RECORDED DATA start
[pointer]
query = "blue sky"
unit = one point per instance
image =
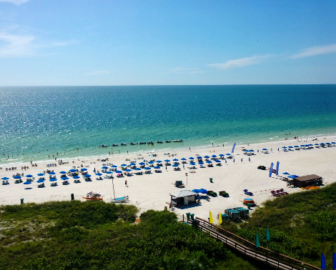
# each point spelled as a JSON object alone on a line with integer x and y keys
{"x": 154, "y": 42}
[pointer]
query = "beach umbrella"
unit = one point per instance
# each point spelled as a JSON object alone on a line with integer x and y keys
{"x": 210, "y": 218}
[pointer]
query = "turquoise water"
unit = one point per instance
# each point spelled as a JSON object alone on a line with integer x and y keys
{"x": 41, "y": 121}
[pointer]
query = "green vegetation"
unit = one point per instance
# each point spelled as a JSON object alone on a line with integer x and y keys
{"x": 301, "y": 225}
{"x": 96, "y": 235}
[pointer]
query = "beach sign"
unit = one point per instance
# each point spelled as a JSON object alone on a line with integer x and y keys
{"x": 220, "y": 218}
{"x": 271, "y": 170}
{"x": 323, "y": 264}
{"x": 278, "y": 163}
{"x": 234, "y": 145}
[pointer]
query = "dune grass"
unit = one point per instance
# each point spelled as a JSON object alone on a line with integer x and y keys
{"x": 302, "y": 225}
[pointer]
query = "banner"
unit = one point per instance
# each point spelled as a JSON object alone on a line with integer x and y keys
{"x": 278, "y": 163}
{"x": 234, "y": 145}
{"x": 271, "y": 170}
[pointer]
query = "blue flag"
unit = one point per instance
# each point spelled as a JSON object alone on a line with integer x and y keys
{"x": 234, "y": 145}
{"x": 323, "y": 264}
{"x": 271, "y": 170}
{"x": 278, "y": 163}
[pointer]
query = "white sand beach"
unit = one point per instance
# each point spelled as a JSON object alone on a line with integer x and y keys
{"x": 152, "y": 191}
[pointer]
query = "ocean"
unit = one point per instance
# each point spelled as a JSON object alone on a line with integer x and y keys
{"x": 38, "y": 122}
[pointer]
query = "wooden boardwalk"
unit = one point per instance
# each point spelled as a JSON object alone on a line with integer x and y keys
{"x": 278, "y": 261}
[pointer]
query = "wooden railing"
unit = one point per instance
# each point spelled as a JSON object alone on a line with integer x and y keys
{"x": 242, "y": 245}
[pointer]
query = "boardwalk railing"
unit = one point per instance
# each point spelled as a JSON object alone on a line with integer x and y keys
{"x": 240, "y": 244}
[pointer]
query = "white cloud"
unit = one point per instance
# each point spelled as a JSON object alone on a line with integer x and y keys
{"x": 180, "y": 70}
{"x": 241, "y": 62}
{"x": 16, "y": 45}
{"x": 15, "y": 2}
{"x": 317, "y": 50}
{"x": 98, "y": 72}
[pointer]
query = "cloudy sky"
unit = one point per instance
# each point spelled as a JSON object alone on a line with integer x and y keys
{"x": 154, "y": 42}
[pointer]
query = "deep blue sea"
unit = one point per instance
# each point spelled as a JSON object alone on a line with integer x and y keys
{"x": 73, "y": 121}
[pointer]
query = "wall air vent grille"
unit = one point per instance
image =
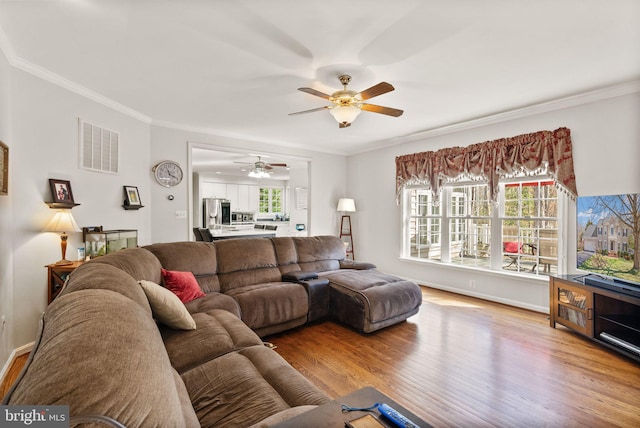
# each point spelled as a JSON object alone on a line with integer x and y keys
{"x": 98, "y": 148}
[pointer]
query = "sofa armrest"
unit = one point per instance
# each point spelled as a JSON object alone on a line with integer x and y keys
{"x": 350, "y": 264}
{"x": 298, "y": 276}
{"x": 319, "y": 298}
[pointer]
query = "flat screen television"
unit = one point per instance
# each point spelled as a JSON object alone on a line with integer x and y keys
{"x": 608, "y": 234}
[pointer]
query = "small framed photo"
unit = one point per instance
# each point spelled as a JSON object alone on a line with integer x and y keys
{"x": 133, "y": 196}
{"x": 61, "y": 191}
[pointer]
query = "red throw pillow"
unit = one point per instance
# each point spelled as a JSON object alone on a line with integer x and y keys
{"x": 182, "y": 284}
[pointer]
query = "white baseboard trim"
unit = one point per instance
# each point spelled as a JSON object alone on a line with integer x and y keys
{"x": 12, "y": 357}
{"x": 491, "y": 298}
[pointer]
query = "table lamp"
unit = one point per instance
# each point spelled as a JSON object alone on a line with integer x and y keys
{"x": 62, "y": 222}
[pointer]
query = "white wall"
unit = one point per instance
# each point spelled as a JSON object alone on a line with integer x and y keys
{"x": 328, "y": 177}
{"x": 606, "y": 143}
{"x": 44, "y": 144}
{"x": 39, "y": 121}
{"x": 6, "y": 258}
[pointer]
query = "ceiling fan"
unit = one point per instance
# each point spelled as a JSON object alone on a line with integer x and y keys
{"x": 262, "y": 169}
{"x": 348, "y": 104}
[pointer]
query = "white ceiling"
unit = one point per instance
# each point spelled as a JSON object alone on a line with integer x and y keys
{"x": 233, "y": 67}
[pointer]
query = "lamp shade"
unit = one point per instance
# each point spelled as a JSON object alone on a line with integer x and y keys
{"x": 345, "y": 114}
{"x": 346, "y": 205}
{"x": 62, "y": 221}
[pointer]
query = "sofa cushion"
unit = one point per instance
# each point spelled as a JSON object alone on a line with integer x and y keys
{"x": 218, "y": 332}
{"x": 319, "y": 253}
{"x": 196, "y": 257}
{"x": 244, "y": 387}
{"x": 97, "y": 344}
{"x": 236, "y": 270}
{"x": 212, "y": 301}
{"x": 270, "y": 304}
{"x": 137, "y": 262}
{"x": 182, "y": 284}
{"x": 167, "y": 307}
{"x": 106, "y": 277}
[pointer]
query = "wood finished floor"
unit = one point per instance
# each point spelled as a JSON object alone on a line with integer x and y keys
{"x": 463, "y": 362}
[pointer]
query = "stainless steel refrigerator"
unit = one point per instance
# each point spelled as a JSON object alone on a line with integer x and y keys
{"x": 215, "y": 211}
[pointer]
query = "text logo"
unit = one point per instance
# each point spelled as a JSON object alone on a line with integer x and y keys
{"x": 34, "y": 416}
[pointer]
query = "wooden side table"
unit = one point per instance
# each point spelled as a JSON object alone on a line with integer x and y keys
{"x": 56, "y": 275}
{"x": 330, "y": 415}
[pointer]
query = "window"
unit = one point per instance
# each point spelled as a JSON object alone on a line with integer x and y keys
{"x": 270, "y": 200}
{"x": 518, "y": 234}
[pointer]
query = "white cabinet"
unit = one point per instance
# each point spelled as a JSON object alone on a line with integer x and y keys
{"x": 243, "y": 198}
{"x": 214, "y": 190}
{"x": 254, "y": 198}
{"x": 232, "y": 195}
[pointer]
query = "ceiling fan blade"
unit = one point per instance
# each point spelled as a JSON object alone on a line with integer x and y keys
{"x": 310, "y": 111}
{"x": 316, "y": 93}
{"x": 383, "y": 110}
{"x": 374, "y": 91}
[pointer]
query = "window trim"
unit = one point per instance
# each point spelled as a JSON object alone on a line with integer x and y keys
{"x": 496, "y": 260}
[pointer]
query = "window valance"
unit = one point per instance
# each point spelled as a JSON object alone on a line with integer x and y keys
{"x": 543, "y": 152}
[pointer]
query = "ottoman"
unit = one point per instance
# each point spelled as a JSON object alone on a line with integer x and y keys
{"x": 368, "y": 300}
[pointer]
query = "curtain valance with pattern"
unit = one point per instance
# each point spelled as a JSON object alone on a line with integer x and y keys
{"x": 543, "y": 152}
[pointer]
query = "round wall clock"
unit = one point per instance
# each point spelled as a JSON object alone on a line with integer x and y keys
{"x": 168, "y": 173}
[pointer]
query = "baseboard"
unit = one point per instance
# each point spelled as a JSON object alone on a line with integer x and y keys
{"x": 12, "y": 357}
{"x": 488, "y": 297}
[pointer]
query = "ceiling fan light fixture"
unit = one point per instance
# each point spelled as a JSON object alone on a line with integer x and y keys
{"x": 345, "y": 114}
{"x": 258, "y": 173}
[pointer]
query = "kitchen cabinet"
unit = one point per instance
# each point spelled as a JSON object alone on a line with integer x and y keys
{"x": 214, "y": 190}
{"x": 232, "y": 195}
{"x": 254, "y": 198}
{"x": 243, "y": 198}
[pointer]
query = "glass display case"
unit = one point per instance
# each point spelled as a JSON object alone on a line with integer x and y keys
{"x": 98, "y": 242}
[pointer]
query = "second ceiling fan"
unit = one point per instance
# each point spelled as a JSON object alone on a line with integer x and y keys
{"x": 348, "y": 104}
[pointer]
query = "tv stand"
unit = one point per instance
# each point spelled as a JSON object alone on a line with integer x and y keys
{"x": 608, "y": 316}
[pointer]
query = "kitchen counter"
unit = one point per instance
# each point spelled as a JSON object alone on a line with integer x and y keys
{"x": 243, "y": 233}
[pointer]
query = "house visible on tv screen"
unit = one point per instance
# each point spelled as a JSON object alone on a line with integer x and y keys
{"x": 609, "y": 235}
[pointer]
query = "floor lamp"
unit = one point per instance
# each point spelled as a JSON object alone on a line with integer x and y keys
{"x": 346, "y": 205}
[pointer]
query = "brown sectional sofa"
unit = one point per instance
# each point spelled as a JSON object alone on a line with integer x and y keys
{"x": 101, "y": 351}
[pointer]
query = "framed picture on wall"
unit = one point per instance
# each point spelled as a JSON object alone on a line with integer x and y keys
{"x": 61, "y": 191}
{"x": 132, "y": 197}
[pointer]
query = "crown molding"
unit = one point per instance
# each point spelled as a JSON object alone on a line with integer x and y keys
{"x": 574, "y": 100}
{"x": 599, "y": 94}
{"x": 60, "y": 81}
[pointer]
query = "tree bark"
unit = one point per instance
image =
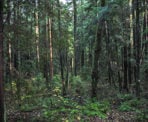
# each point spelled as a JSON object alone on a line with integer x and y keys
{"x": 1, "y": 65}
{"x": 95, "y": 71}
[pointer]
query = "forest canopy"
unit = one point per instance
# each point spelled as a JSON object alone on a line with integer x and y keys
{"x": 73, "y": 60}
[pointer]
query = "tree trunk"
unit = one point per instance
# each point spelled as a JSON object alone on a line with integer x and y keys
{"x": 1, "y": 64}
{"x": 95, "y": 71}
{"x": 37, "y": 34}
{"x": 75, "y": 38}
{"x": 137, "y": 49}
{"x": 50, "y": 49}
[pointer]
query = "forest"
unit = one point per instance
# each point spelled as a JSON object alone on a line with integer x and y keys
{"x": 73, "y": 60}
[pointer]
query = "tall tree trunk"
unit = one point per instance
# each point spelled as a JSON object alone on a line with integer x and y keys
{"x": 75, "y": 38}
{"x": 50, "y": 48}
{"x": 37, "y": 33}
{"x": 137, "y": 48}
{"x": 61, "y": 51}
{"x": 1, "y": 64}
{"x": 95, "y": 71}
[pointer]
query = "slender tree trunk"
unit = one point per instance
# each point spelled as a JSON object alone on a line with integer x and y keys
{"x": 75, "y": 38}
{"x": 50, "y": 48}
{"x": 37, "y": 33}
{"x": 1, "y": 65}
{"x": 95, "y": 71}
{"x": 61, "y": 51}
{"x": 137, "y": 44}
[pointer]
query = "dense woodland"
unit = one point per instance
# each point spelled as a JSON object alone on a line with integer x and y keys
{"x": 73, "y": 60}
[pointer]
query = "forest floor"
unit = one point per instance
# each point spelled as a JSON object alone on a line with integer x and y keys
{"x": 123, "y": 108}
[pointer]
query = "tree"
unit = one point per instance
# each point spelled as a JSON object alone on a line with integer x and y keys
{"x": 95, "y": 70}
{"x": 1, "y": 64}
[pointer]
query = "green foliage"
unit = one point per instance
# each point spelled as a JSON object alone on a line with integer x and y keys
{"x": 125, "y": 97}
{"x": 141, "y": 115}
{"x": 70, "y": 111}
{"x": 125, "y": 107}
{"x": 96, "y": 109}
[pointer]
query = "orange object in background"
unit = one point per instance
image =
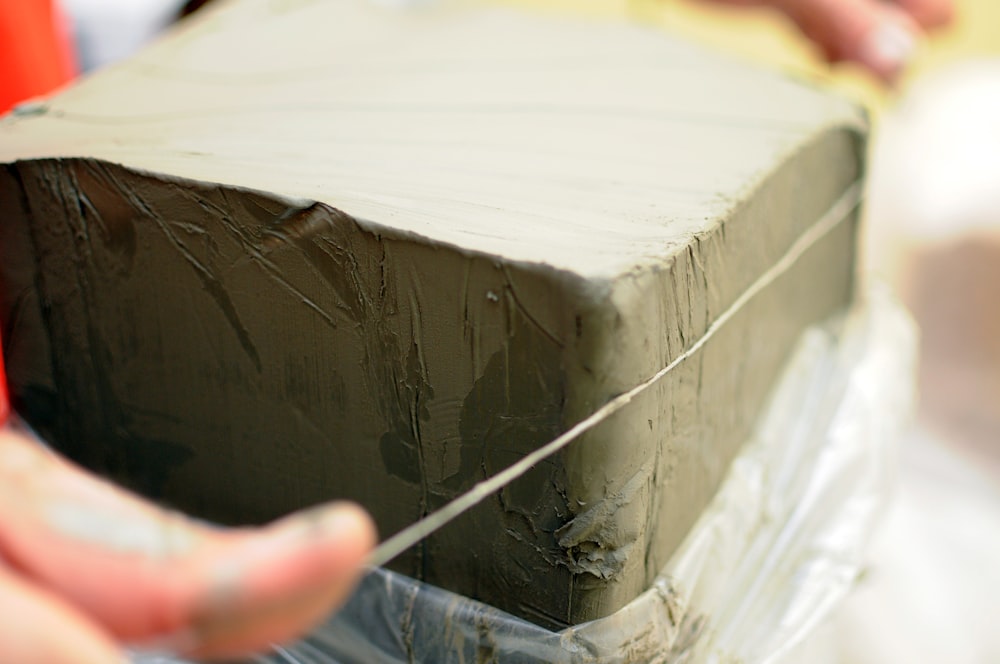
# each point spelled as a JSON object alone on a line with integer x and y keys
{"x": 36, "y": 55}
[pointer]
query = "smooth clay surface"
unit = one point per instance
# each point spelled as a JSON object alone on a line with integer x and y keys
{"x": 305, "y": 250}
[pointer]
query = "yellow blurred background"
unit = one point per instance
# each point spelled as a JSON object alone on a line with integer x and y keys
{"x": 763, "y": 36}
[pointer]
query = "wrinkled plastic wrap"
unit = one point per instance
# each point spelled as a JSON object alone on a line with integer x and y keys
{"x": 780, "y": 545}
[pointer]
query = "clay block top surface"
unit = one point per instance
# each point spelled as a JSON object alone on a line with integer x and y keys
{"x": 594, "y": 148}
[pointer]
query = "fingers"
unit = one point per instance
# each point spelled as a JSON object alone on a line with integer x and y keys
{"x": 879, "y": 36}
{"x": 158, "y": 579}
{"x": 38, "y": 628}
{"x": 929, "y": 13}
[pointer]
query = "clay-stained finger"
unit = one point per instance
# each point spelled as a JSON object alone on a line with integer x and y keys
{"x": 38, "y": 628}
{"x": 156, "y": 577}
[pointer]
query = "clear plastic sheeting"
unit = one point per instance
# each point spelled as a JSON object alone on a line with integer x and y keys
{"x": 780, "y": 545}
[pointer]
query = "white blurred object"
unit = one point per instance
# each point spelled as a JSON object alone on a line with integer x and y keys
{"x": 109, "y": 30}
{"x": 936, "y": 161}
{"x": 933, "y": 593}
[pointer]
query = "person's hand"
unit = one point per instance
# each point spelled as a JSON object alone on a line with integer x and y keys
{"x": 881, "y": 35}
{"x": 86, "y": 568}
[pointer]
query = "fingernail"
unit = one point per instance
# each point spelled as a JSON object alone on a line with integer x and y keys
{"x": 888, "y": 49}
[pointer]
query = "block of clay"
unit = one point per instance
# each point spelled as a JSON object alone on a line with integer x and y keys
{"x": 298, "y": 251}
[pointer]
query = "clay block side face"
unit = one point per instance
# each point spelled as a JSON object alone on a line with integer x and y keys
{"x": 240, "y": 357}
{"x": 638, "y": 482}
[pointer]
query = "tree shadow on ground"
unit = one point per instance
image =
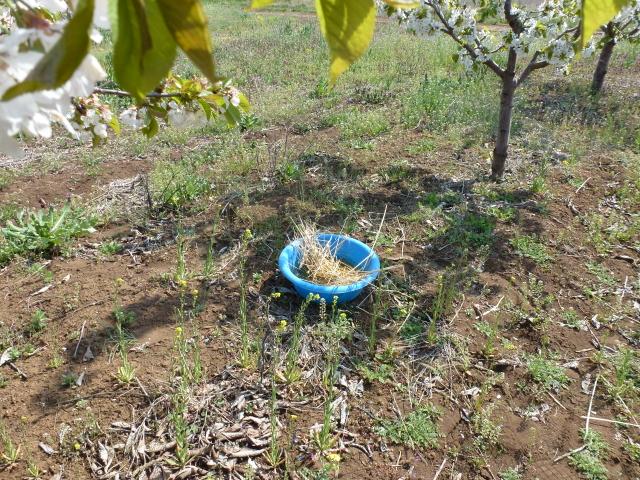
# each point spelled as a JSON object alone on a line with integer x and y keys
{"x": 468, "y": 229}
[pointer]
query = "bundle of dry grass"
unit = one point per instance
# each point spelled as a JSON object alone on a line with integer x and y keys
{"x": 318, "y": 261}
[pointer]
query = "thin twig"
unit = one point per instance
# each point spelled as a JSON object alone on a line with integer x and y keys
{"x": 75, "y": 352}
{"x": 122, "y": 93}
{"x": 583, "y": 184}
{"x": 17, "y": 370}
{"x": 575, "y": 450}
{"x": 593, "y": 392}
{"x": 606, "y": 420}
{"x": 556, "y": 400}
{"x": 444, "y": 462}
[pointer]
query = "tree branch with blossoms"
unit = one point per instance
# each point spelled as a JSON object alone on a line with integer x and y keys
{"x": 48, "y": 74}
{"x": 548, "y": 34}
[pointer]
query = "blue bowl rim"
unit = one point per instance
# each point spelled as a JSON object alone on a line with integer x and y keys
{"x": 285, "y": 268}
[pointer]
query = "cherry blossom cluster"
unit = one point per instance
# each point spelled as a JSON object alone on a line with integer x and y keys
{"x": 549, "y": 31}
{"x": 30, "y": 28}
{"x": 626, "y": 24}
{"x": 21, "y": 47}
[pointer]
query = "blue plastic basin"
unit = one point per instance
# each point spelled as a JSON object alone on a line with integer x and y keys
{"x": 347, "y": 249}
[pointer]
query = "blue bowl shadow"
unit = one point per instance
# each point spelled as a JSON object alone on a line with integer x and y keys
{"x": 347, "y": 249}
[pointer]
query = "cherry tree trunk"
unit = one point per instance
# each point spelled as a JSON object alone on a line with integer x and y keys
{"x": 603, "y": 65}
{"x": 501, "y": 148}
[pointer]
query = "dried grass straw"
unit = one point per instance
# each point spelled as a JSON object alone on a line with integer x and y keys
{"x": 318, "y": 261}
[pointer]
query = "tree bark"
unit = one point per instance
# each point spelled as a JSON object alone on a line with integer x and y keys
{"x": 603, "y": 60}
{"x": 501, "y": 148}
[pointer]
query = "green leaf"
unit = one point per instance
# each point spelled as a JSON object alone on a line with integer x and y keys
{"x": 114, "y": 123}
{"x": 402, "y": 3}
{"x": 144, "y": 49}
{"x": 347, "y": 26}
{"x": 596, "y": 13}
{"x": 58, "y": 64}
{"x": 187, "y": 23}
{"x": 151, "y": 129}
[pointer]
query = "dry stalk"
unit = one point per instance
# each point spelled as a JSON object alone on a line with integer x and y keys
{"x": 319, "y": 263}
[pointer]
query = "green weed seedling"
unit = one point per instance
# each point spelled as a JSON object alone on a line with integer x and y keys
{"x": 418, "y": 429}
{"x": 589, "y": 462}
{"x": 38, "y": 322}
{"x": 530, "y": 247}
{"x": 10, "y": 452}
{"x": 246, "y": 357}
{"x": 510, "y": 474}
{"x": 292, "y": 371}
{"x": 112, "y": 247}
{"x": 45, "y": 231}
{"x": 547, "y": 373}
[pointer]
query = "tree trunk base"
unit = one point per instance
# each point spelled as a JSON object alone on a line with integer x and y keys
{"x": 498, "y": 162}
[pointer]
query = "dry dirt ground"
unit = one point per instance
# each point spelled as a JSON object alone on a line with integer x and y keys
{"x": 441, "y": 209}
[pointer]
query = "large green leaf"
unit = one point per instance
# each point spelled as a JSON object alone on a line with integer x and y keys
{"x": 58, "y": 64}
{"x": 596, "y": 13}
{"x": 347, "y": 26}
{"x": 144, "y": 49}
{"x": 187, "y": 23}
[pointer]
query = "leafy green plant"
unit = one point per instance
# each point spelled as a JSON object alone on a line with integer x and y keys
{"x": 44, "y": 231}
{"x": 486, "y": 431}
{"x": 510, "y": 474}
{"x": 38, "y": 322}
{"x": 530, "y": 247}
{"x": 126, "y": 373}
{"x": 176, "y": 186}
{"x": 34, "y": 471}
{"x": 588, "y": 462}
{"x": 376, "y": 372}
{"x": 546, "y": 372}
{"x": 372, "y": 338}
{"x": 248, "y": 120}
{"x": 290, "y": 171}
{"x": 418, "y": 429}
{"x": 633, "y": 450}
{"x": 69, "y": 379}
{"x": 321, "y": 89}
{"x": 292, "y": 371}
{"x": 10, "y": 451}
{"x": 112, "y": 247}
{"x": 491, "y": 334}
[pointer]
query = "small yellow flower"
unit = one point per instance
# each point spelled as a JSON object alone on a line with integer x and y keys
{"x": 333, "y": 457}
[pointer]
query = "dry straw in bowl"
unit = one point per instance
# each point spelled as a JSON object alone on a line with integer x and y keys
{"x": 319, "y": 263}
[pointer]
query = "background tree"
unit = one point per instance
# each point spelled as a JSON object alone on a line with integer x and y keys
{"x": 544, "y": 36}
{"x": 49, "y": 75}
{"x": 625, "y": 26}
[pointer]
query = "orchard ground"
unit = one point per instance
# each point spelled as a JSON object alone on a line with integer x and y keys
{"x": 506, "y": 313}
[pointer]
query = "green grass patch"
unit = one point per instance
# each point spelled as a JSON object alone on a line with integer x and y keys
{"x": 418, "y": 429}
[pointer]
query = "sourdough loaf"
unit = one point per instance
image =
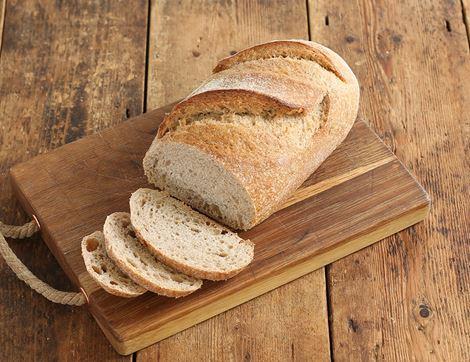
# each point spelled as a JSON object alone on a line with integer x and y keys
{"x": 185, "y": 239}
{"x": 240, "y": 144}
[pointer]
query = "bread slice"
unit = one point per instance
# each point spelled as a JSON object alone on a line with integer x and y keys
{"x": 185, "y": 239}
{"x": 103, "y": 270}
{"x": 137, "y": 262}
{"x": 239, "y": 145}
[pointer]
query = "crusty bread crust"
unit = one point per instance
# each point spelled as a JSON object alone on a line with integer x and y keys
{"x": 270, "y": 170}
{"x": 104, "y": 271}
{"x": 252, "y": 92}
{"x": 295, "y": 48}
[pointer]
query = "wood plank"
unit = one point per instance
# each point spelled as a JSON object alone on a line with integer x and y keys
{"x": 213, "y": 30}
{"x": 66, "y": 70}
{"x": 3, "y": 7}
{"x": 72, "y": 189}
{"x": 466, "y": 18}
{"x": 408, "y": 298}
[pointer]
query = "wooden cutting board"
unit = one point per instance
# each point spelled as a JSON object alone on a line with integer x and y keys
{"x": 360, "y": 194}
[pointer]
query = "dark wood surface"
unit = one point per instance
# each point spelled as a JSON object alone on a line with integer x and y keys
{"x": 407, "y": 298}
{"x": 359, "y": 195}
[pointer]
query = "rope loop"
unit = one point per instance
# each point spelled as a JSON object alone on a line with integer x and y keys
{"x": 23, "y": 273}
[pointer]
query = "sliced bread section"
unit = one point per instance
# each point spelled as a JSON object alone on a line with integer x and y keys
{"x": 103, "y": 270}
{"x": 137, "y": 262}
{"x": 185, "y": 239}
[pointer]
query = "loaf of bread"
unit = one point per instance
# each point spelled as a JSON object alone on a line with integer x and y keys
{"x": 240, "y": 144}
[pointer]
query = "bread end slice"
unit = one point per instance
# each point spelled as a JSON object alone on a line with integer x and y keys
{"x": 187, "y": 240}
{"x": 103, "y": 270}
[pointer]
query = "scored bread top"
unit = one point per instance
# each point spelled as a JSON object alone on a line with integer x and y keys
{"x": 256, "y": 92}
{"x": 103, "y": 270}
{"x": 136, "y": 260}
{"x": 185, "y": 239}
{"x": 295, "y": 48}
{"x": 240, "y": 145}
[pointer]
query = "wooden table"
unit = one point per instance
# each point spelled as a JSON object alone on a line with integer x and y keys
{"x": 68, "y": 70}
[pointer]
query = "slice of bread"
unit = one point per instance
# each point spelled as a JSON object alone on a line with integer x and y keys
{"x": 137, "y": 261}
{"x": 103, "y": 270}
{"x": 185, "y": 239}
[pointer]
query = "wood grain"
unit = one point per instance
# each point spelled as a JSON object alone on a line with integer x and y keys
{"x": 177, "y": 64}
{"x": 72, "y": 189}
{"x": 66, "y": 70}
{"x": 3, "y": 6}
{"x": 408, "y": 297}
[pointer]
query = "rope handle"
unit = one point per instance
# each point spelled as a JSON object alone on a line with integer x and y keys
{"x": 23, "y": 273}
RECORDED DATA end
TASK: Count the lines above that contain the string "table", treating uppercase and lowercase letters as different. Reply with the number only.

RESULT FOR THIS EXERCISE: 3